**Testo della pagina**
□ □ □ □

Reja e Fiammenghi: un protagonista vero e uno mancato della storia del Napoli che festeggia il terzo scudetto

 

Il gran gol di Fiammenghi contro il Villanova di Bagnacavallo, 14 febbraio 1960

 

 

A pensarci bene, sono due gli elementi di congiunzione tra la storia del Molinella e quella del Napoli, che festeggia in questi giorni il suo terzo scudetto, il primo dopo Maradona.

Protagonista vero della storia del Napoli è sicuramente Edy Reja, il quale, come sappiamo, ha iniziato la carriera di allenatore a Molinella nel 1979 e dopo aver girato tutta l’Italia, nel 2004 lo chiama finalmente il Napoli precipitato nel frattempo in Serie C ed in soli tre anni (quattro campionati) nel 2007 riporta gli azzurri del presidente De Laurentis nella massima serie. Si può quindi dire che la rincorsa del Calcio Napoli a quest’ultimo scudetto è cominciata proprio con l’ex molinellese Reja.

Meno nota, forse, la vicenda di Fiammenghi e del suo mancato approdo sotto il Vesuvio nella primavera del 1953.

 

 

Reja allenatore del Napoli; a destra: Fiammenghi con la maglia del Molinella

 

Fiammenghi Celso da Sant’Antonio della Quaderna (L’Eccelso, per il presidente Bentivogli) aveva un fisico da corazziere, era forte, potente, non aveva paura di niente di nessuno. Era nato per fare gol. Con la maglia del Molinella, tra il 1952 e il 1969, segnò una valanga di gol: 198 per la precisione (addirittura 26 in un solo campionato) che fanno di lui il più grande cannoniere della storia rossoblu.

□ □ □ □

**Dati forniti**

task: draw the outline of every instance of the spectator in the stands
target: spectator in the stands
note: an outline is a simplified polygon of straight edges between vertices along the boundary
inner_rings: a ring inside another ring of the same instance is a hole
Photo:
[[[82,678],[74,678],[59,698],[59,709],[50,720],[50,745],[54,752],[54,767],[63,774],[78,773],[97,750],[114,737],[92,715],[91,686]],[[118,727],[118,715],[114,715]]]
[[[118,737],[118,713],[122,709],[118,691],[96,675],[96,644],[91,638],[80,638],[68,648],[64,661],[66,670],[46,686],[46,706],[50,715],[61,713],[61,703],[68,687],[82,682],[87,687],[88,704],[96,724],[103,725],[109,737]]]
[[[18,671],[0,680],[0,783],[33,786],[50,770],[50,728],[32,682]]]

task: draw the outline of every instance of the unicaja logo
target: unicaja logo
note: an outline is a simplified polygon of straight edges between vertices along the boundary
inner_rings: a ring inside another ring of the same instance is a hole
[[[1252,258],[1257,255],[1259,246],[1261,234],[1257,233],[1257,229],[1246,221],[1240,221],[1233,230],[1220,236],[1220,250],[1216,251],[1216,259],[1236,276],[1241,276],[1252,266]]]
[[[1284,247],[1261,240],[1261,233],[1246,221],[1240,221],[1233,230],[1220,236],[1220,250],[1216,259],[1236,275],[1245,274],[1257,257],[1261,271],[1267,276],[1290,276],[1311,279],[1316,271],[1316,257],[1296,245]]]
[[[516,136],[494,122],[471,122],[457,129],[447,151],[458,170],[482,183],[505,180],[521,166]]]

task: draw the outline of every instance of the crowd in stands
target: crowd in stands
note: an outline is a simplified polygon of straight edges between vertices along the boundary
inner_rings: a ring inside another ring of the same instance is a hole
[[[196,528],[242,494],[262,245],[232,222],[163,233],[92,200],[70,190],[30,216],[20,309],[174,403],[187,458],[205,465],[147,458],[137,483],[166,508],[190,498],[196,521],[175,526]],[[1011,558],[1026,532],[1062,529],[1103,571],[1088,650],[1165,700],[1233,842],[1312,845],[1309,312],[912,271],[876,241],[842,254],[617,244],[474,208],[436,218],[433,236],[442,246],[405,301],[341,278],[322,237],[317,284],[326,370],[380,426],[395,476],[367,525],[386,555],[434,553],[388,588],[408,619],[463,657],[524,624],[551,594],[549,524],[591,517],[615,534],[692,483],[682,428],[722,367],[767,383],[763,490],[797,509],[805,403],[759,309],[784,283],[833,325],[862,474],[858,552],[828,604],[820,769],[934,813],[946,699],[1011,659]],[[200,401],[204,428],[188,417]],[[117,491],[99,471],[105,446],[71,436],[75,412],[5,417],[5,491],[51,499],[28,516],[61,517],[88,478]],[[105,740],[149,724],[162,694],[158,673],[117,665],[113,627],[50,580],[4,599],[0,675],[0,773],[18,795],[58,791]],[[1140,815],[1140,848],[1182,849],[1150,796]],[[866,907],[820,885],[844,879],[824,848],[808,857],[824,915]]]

□ □ □ □

**Attività da svolgere**
a – Per favore, elenca tutte le persone nominate nel testo su Reja e Fiammenghi.
b – Prosegui il testo su Reja e Fiammenghi partendo dopo l'ultima frase riportata.

**Risposte per attività**
a –
- Maradona
- Edy Reja
- De Laurentis
- Celso Fiammenghi
- Bentivogli

b –
Il Bologna di Lelovich lo adocchiò quando aveva appena quattordici anni e non lo prese solo perché era già tesserato per il Molinella. Lo volevano il Modena e la Spal. Nel 1953 andò a provare al Napoli, “che poi gli preferì un certo… Barison”. In realtà, le cose non andarono proprio così. E’ vero che al provino Barison, stesso ruolo e stesse caratteristiche fisiche del nostro, mise in ombra Fiammenghi, ma quando per l’attaccante veneto sembrava tutto già fatto con il Napoli, il Vittorio Veneto (la sua società di provenienza) preferì cederlo al Venezia col consenso della famiglia, “perché così era più vicino a casa”. Solo molti anni più tardi, nel 1967, Barison approdò finalmente al Napoli, dopo aver giocato nel Venezia, nel Genoa, nel Milan, nella Sampdoria, nella Roma e anche in Nazionale ai Mondiali del 1966. 

Smaltita la delusione del provino per il Napoli, Fiammenghi giocò poi nel Fano dal ’56 al ’58, “una breve parentesi... all’estero” che interrompe la sua lunga milizia nel Molinella. 

Come andarono veramente le cose quella volta col Napoli, lo racconta lui stesso a Sandro Bertocchi nell’intervista riportata qui sotto, destinata a far parte del libro “Abbiamo visto squadre che voi umani”, la cui pubblicazione, inizialmente prevista a Natale dell’anno scorso, è stata momentaneamente sospesa e chissà mai se si farà.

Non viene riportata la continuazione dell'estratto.